▶ _WORK TO BE COMPLETED_
Pull out every line of the rows below that contains the string "roof", matching case exactly.

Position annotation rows

┌──

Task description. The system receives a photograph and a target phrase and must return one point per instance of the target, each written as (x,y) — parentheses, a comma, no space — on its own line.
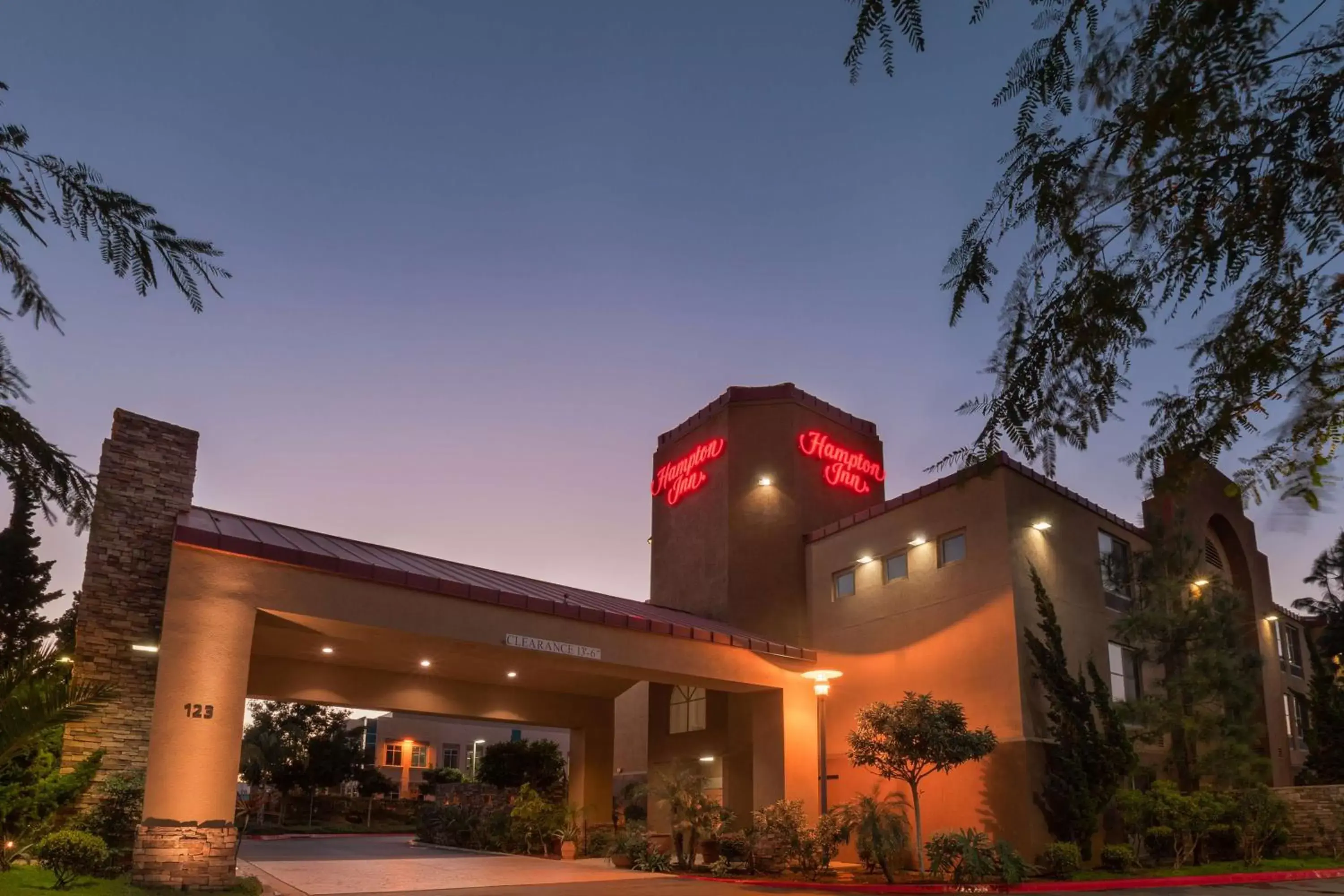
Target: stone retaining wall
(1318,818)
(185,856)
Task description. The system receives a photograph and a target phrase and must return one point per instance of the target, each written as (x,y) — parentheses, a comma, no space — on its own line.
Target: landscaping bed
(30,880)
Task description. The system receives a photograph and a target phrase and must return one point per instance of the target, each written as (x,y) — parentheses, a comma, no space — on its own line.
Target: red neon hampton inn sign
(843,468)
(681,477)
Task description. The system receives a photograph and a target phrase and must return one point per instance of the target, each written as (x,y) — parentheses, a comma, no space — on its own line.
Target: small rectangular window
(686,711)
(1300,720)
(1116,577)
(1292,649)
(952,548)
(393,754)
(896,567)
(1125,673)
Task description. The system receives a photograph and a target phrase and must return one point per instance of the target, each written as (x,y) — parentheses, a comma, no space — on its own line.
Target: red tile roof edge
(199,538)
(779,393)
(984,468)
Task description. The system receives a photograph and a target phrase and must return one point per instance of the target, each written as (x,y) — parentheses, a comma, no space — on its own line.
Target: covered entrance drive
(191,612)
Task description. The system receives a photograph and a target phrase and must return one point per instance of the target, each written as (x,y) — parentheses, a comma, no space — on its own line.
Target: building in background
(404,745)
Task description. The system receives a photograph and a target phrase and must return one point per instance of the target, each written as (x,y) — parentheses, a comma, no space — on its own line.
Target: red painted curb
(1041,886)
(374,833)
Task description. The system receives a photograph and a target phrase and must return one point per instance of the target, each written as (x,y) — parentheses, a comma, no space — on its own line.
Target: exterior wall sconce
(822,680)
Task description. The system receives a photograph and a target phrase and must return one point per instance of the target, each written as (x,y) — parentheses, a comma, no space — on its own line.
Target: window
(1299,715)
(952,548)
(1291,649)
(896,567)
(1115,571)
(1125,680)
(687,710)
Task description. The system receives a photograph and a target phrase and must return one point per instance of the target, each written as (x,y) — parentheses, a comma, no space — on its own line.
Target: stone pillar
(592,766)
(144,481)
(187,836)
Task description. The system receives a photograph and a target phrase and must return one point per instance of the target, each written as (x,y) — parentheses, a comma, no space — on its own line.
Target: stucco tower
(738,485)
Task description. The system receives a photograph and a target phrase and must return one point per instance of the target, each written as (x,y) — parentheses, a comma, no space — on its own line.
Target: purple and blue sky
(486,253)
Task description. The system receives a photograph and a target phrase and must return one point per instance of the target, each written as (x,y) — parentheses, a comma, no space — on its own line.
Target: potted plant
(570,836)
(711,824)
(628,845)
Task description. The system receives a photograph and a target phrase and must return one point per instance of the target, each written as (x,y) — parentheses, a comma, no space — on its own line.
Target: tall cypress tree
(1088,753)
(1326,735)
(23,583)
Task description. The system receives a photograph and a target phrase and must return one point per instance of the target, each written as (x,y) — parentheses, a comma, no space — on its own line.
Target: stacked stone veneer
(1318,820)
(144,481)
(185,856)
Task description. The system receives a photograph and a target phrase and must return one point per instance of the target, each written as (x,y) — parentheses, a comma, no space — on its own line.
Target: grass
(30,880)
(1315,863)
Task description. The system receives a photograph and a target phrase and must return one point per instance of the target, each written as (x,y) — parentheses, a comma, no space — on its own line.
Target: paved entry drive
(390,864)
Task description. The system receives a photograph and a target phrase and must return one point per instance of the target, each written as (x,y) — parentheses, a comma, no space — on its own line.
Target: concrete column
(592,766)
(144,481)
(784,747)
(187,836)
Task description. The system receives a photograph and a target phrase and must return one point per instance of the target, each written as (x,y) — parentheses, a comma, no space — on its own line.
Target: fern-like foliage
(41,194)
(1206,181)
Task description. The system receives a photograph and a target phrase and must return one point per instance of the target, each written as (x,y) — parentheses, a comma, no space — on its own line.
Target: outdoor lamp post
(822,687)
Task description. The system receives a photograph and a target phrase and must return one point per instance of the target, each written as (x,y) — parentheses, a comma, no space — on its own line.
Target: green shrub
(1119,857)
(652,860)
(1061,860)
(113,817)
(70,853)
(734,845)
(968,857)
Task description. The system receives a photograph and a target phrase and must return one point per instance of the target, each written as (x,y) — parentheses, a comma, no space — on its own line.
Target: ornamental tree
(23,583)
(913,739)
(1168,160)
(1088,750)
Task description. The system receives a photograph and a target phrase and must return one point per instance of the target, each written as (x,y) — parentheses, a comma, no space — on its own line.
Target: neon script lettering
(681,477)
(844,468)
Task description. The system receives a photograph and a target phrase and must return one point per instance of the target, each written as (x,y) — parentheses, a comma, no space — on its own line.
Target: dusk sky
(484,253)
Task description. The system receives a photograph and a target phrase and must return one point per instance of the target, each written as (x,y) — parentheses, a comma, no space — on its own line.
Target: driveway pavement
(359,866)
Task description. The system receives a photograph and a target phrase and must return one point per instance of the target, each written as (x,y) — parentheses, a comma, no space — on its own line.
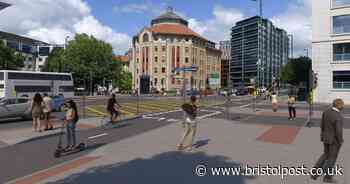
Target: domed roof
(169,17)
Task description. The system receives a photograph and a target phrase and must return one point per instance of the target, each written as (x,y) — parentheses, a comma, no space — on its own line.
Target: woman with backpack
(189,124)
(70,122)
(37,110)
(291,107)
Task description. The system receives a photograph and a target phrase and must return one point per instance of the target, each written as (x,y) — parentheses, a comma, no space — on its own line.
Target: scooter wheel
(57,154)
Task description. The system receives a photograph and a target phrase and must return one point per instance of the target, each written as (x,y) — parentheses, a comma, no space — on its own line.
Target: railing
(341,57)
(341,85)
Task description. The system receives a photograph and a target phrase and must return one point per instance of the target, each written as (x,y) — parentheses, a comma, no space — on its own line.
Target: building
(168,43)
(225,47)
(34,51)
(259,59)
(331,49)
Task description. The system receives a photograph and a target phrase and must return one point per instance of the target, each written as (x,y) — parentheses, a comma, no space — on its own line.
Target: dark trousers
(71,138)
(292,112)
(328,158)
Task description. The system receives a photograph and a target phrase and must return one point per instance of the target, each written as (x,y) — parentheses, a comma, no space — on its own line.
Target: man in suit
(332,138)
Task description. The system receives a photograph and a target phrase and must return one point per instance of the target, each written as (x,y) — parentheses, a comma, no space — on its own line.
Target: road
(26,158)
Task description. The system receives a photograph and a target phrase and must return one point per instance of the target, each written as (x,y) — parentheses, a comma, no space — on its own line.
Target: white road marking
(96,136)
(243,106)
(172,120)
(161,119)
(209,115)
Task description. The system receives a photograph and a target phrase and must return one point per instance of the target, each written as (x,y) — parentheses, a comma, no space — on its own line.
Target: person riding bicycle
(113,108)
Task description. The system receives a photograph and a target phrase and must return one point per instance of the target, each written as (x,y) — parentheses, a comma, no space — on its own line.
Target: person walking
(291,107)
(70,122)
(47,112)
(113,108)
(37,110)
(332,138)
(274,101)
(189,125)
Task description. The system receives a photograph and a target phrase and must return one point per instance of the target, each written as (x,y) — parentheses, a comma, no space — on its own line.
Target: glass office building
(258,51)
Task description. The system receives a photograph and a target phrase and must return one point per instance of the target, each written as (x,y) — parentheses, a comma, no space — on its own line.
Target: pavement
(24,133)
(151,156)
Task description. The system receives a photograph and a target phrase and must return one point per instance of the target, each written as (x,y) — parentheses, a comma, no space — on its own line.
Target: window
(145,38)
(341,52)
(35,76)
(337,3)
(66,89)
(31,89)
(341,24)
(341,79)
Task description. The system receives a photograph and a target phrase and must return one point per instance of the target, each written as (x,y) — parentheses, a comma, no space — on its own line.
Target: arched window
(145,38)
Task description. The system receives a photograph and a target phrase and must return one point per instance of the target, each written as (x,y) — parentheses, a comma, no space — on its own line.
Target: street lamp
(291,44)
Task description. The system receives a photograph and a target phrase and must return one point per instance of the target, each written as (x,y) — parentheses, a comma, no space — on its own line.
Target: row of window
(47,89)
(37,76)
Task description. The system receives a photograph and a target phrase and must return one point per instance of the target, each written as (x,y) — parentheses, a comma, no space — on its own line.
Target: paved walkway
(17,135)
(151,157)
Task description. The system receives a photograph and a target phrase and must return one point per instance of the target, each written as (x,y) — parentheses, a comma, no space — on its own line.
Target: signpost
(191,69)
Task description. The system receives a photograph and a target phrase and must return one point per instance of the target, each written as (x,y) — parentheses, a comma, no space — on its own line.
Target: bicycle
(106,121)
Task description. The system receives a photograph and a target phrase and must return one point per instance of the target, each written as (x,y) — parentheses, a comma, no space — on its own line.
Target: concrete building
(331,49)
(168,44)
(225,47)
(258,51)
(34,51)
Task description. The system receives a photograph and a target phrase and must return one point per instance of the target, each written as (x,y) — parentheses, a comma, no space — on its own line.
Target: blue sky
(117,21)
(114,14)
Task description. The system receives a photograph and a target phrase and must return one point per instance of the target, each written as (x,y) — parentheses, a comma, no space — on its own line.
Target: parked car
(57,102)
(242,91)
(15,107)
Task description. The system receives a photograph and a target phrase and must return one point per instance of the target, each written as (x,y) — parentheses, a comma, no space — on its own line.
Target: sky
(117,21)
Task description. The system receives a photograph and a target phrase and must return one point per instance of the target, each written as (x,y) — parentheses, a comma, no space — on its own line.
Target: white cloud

└──

▶ _THE RESPONSE_
Target: red tile roof edge
Target: domed roof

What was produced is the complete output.